## Exercise requirements
**A)** According to the excerpt on Churchill and the V1, on what date did Churchill make his first public statement about the V1?
**B)** In the excerpt on Churchill and the V1, list each phrase set in quotation marks in the paragraph beginning "The Churchill Documents, vol. 20".
**C)** Extend the excerpt on Churchill and the V1, starting after "That is a very remarkable fact, and it has kept pace roughly week by week."

## Document excerpt
Start of Block

The Churchill Documents, vol. 20, Normandy and Beyond, May-December 1944, contain many references to the V1. Churchill first public statement came on July 6th. Britain, he told Parliament, had known about the V1 for a year. In Operation Crossbow, summer 1943, the RAF bombed the experimental station at Peenemunde. He would “minimise nothing” but would reply to Hitler’s “blood-curdling threats” and “absurd claims” with facts. Compared to Allied raids over Germany, he said, the V1 was a pinprick—but a frightful one, because of its surprise nature:
…but people have just got to get used to that. [Hon. Members: “Hear, hear.”] Everyone must go about his duty and his business whatever it may be—every man or woman—and then, when the long day is done, they should seek the safest shelter that they can find and forget their care in well-earned sleep.
We must neither underrate nor exaggerate. In all up to 6 a.m. today, about 2,750 flying bombs have been discharged… A very large proportion of these have either failed to cross the Channel or have been shot down and destroyed…. Nevertheless, the House will, I think, be favourably surprised to learn that the total number of flying bombs launched from the enemy’s stations have killed almost exactly one person per bomb. That is a very remarkable fact, and it has kept pace roughly week by week.

End of Block

Point-per-instance localization data
Start of Block

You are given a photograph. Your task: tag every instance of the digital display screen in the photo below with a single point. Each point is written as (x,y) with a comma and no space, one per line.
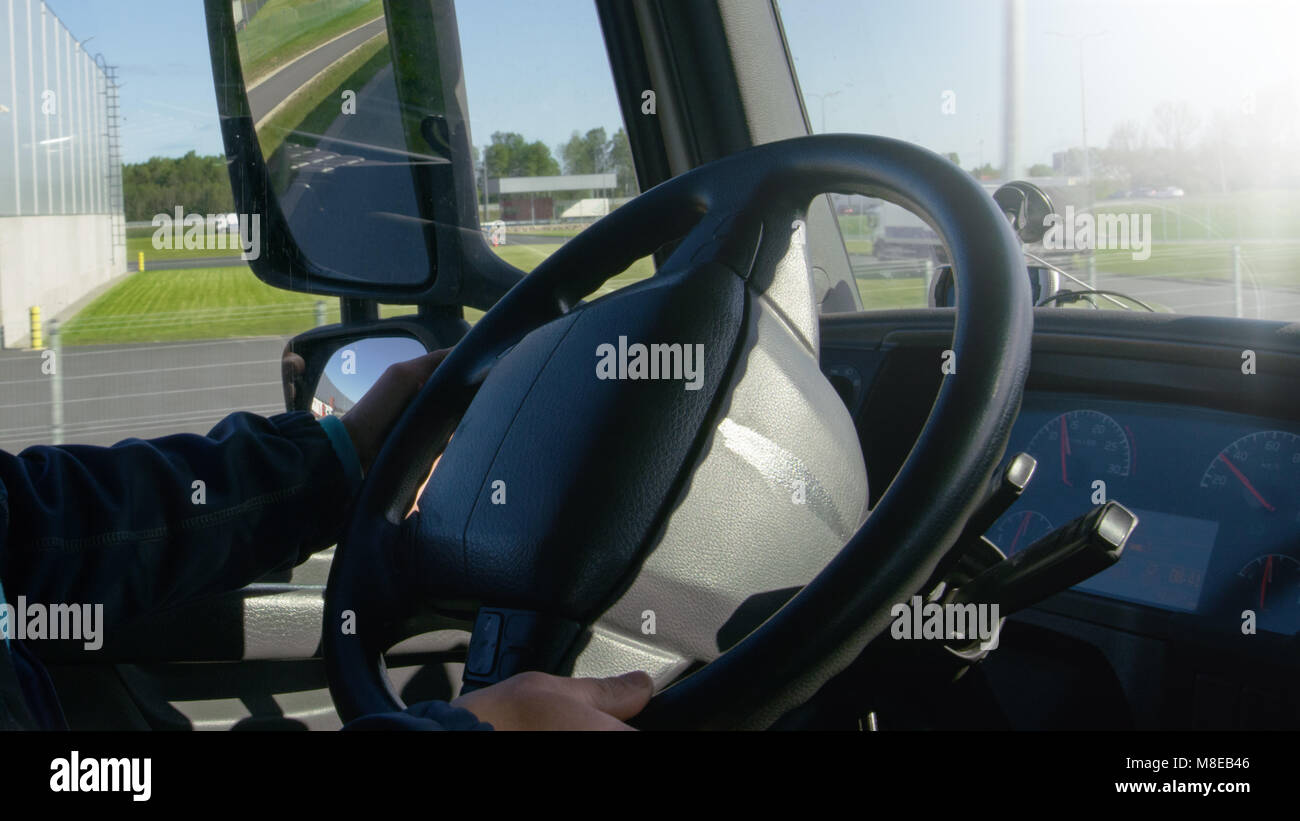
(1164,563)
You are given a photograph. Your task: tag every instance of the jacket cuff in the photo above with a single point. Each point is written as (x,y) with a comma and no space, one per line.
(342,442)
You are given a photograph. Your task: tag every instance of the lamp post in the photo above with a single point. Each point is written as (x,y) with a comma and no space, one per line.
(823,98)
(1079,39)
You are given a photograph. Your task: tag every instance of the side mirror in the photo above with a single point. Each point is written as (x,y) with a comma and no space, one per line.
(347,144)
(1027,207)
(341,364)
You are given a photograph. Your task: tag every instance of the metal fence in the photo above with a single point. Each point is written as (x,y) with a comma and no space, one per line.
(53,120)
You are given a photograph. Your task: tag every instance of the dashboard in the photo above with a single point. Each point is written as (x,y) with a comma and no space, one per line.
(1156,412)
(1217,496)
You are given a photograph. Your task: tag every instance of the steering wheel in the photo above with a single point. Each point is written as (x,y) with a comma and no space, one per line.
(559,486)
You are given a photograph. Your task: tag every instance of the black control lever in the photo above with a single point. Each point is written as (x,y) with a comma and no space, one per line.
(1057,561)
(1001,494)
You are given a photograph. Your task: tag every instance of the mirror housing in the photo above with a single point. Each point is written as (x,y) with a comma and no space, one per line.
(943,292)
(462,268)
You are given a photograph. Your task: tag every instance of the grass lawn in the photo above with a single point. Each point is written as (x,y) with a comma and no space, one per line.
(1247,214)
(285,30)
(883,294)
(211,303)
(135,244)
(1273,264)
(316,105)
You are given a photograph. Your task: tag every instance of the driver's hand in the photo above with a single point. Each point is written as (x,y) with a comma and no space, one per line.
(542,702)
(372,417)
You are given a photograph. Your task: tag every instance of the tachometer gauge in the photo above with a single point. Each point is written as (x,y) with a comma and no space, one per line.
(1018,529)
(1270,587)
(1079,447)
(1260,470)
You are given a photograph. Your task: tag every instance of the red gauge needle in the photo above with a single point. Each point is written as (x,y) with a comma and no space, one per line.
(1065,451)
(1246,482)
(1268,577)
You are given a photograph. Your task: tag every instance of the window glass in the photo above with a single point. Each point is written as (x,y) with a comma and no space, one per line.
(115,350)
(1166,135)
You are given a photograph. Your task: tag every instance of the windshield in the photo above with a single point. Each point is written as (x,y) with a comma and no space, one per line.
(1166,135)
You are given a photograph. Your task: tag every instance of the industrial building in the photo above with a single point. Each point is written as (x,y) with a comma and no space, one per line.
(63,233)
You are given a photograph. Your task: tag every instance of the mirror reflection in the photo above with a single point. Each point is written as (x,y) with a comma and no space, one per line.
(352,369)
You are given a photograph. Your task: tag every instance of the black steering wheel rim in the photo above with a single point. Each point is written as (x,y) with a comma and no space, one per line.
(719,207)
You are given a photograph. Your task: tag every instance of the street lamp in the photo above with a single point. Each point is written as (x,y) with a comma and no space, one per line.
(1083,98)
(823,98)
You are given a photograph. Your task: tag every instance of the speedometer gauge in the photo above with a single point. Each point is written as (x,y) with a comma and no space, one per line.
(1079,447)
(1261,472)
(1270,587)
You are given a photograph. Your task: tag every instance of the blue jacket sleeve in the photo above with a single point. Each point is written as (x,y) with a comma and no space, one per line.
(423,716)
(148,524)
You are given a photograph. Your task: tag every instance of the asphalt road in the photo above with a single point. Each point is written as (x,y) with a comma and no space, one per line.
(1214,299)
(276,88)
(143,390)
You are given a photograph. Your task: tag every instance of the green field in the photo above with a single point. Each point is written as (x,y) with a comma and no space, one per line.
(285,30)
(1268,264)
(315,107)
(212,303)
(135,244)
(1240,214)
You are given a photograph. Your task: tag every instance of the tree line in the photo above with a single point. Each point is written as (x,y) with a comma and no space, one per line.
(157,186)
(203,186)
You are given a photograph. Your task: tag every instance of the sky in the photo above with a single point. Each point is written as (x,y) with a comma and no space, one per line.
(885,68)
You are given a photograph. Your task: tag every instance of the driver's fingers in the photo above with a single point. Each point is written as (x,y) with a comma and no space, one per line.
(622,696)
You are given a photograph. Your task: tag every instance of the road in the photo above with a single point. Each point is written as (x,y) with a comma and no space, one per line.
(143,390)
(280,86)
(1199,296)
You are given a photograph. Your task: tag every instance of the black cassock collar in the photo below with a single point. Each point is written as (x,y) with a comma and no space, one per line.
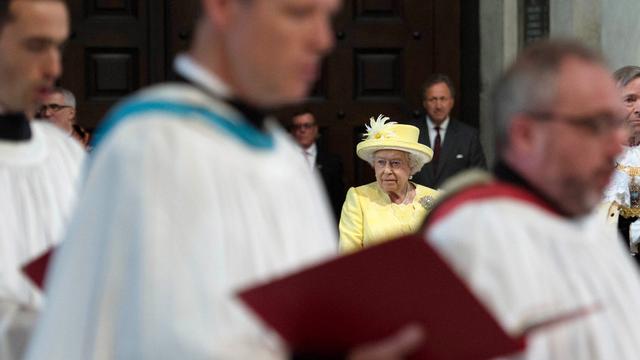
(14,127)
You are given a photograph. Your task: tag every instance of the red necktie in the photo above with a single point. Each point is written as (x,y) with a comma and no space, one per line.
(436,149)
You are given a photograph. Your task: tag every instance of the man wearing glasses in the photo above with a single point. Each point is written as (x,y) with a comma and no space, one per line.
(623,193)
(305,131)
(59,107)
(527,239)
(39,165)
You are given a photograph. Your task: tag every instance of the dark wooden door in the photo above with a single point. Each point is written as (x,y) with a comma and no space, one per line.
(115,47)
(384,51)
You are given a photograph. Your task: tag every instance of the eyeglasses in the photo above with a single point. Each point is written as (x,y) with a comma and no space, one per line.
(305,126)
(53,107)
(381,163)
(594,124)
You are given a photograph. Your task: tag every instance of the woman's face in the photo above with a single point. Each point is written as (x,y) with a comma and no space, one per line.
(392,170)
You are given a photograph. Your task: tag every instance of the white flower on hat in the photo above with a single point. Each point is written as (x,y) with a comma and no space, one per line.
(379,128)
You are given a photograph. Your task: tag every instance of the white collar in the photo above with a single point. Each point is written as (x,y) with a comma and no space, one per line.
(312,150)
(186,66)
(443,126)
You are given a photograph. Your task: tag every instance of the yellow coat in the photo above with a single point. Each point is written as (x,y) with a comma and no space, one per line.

End of Block

## Results for the exercise
**A)** July 6th

**B)** "minimise nothing", "blood-curdling threats", "absurd claims"

**C)**
The threat subsides
Churchill did not praise the V1 technology at this time, but he did question its morality. “The introduction by the Germans of such a weapon obviously raises some grave questions upon which I do not propose to trench today.” He was sure, meanwhile, that London “will never fail and that her renown, triumphing over every ordeal, will long shine among men.”
What Londoners were going through then adds some perspective to the relative importance of what excites its citizens today.
The V1 was not hard to destroy through anti-aircraft or fighter fire. But launches in mid-1944 were frequent enough to allow many to get through. They killed 6000 Londoners, and 1.5 million were evacuated. By mid-September V1 damage had faded as Hitler launched the V2 rocket, a much more formidable threat. V2 attacks killed 3000, but as more launching sites were captured in France, the danger passed.
“Mass effects overwhelm detached sentiment”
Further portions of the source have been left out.